Information:

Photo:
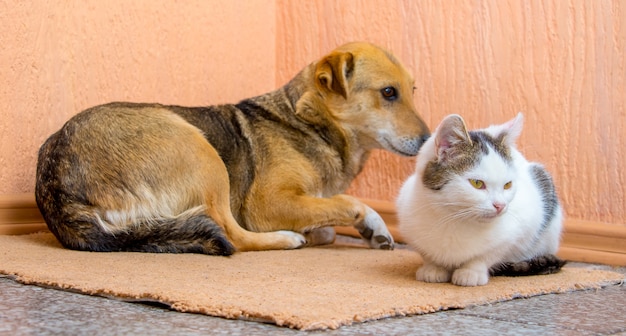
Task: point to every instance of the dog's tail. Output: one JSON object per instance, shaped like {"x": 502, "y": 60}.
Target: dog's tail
{"x": 546, "y": 264}
{"x": 190, "y": 233}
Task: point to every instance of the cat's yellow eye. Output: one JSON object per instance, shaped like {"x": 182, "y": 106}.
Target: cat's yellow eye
{"x": 478, "y": 184}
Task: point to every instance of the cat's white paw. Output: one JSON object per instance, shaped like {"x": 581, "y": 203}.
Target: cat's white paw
{"x": 470, "y": 277}
{"x": 432, "y": 273}
{"x": 374, "y": 231}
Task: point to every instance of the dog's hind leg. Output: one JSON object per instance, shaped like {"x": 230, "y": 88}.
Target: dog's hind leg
{"x": 217, "y": 200}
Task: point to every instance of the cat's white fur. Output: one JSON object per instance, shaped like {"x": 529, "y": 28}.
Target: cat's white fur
{"x": 458, "y": 230}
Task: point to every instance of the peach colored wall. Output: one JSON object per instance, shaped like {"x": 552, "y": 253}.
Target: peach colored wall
{"x": 60, "y": 57}
{"x": 563, "y": 63}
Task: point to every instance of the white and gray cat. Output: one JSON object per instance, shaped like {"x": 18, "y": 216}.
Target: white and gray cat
{"x": 475, "y": 206}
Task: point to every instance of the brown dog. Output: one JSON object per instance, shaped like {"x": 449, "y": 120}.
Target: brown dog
{"x": 259, "y": 175}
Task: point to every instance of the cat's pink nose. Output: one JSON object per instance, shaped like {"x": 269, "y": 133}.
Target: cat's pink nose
{"x": 499, "y": 207}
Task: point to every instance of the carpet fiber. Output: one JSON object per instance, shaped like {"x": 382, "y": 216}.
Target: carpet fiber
{"x": 311, "y": 288}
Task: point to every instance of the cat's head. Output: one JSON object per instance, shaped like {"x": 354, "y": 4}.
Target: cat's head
{"x": 472, "y": 173}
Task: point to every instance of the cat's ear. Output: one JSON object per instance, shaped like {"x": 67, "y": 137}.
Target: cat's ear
{"x": 450, "y": 132}
{"x": 512, "y": 129}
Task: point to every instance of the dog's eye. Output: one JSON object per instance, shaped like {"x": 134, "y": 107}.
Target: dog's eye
{"x": 389, "y": 93}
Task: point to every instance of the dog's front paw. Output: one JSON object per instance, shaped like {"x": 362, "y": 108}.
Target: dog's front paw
{"x": 470, "y": 277}
{"x": 291, "y": 240}
{"x": 374, "y": 231}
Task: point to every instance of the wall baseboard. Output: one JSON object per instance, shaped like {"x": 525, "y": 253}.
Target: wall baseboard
{"x": 585, "y": 241}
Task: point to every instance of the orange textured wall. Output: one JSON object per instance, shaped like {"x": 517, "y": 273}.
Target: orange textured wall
{"x": 60, "y": 57}
{"x": 562, "y": 63}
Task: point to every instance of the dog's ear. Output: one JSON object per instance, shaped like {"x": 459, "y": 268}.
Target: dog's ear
{"x": 333, "y": 71}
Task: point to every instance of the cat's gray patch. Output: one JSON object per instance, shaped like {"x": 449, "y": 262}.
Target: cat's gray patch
{"x": 548, "y": 193}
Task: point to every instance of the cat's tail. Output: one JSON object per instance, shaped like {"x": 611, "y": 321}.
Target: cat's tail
{"x": 546, "y": 264}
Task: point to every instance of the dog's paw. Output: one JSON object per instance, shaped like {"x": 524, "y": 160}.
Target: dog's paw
{"x": 470, "y": 277}
{"x": 432, "y": 273}
{"x": 291, "y": 240}
{"x": 374, "y": 231}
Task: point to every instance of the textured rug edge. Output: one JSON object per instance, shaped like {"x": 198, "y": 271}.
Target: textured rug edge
{"x": 296, "y": 322}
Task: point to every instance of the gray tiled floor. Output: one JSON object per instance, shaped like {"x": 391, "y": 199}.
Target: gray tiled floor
{"x": 31, "y": 310}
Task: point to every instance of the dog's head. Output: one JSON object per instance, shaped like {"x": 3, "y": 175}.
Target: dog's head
{"x": 369, "y": 93}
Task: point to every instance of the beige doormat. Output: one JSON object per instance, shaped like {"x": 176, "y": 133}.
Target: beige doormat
{"x": 311, "y": 288}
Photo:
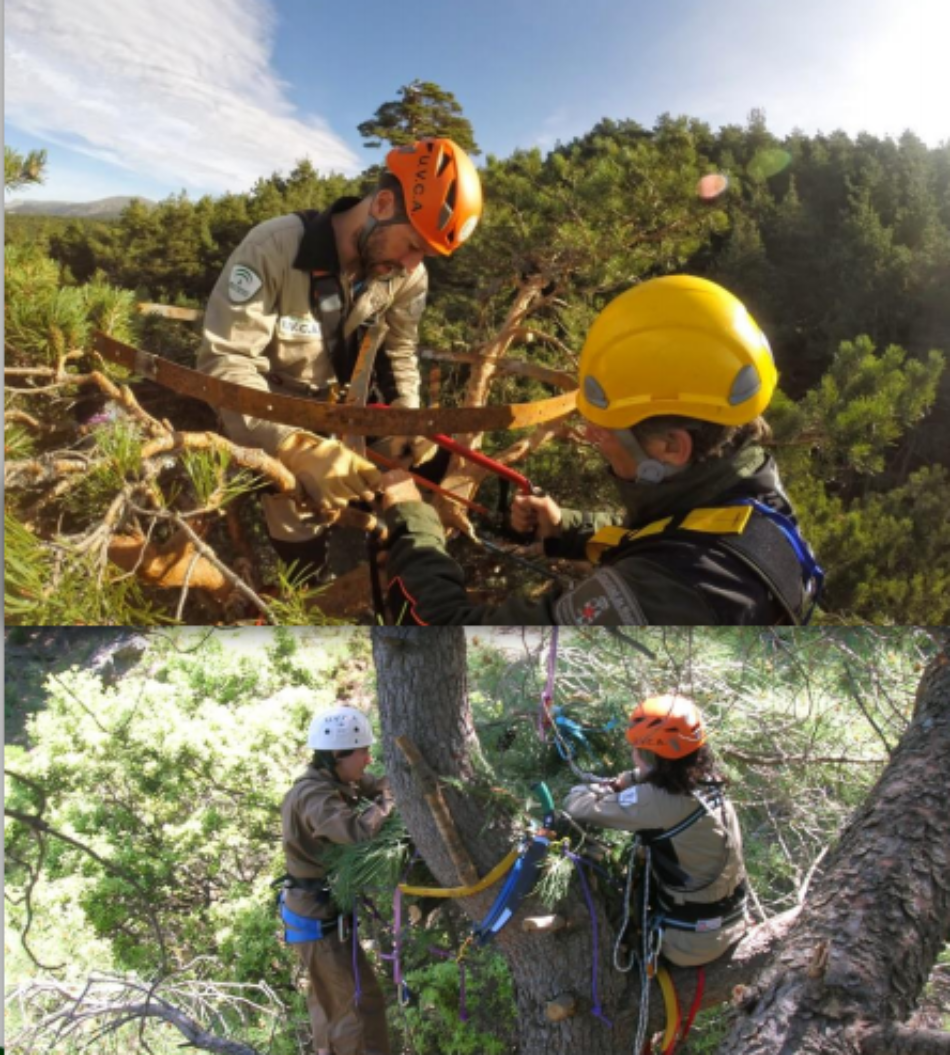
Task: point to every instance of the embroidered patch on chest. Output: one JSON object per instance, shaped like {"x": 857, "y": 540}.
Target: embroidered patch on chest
{"x": 298, "y": 328}
{"x": 243, "y": 283}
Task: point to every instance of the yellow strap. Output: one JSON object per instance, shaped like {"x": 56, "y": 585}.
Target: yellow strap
{"x": 726, "y": 520}
{"x": 463, "y": 892}
{"x": 611, "y": 536}
{"x": 672, "y": 1008}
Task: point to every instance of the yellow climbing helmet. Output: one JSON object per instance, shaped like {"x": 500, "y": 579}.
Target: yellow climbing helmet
{"x": 677, "y": 345}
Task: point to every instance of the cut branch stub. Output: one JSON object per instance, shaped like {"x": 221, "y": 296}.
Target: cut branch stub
{"x": 439, "y": 809}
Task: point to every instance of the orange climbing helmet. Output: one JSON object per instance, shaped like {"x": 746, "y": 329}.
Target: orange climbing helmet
{"x": 668, "y": 726}
{"x": 441, "y": 189}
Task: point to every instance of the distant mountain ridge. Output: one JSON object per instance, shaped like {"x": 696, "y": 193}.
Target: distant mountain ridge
{"x": 103, "y": 209}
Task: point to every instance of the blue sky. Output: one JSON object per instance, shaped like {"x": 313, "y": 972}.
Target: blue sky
{"x": 133, "y": 97}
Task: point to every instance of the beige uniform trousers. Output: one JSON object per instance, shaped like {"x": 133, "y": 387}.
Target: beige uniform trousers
{"x": 340, "y": 1024}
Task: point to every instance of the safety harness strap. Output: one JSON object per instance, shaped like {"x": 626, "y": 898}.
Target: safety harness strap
{"x": 518, "y": 884}
{"x": 327, "y": 303}
{"x": 766, "y": 541}
{"x": 300, "y": 928}
{"x": 463, "y": 892}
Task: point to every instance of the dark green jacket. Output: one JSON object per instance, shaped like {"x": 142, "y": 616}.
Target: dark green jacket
{"x": 676, "y": 580}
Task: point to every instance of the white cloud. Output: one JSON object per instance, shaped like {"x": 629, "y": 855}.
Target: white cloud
{"x": 854, "y": 64}
{"x": 182, "y": 91}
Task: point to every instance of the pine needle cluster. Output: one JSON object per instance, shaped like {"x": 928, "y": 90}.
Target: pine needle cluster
{"x": 375, "y": 865}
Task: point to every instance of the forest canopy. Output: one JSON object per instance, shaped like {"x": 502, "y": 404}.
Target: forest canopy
{"x": 145, "y": 774}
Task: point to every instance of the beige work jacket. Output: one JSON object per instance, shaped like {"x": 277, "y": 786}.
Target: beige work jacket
{"x": 709, "y": 851}
{"x": 259, "y": 321}
{"x": 319, "y": 811}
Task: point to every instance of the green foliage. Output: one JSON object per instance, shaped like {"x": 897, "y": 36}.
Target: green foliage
{"x": 824, "y": 237}
{"x": 44, "y": 587}
{"x": 422, "y": 109}
{"x": 173, "y": 774}
{"x": 22, "y": 170}
{"x": 432, "y": 1022}
{"x": 865, "y": 404}
{"x": 367, "y": 867}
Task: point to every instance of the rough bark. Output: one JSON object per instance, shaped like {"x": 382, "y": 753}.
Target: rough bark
{"x": 422, "y": 694}
{"x": 874, "y": 923}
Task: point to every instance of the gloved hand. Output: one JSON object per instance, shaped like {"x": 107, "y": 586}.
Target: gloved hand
{"x": 398, "y": 486}
{"x": 329, "y": 473}
{"x": 406, "y": 449}
{"x": 531, "y": 515}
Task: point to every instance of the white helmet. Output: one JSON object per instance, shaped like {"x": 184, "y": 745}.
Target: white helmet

Assignment:
Only the lines above starting at the one containing "Task: point to every instance of the cat's tail." and ending at the one containing "Task: point to every instance of the textured", both included, are to be returned, exactly as they read.

Solution to the problem:
Task: point to every instance of the cat's tail. Output: one JSON object per instance, shaped like {"x": 611, "y": 321}.
Target: cat's tail
{"x": 546, "y": 264}
Task: point to every instance of the dog's paw. Output: one JSON object per instance, shaped like {"x": 524, "y": 160}.
Target: dog's paw
{"x": 470, "y": 277}
{"x": 432, "y": 273}
{"x": 291, "y": 240}
{"x": 374, "y": 231}
Task: point to every instance of the textured rug edge. Output: one JSON object per instance, shaped like {"x": 198, "y": 271}.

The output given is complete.